### RECORD LIST ###
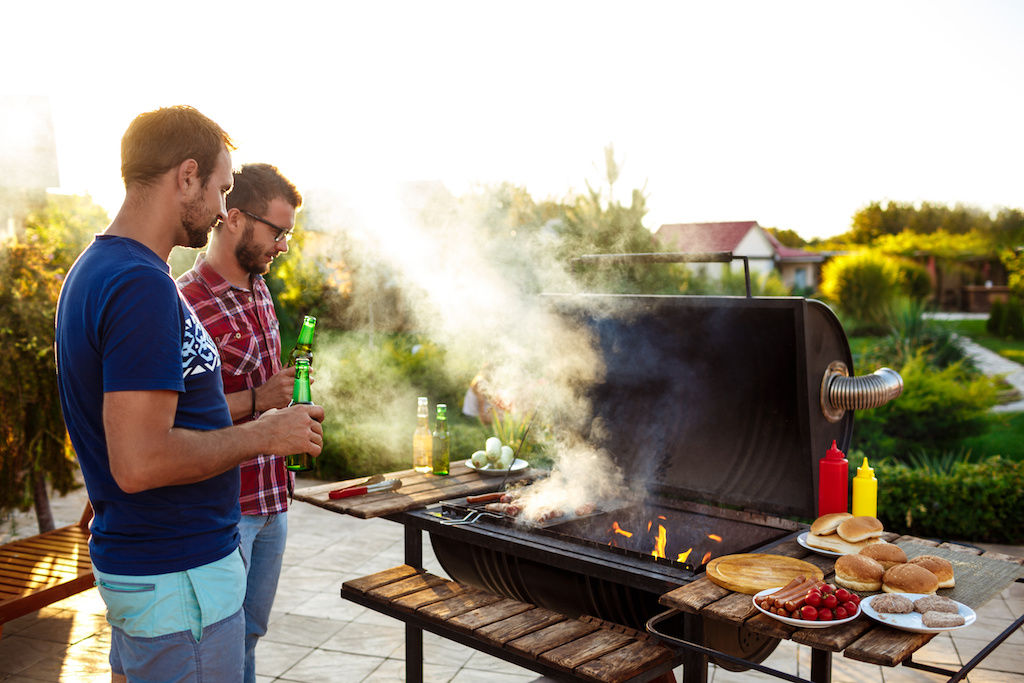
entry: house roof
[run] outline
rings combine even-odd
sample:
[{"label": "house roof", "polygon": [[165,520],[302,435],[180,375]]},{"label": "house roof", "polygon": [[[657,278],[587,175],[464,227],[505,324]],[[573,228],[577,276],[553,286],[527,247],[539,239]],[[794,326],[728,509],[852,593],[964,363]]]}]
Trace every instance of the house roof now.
###
### AIM
Extract every line of the records above without changing anything, and leave the pictures out.

### OUTPUT FOR THIS EXERCISE
entry: house roof
[run] outline
rings combine even-odd
sample:
[{"label": "house roof", "polygon": [[165,520],[302,435],[180,375]]},{"label": "house roof", "polygon": [[[657,278],[587,175],[464,227],[505,324]],[[573,228],[577,276],[553,286],[527,247],[539,239]],[[794,326],[728,509],[852,593],[964,363]]]}]
Trace every instance of the house roof now.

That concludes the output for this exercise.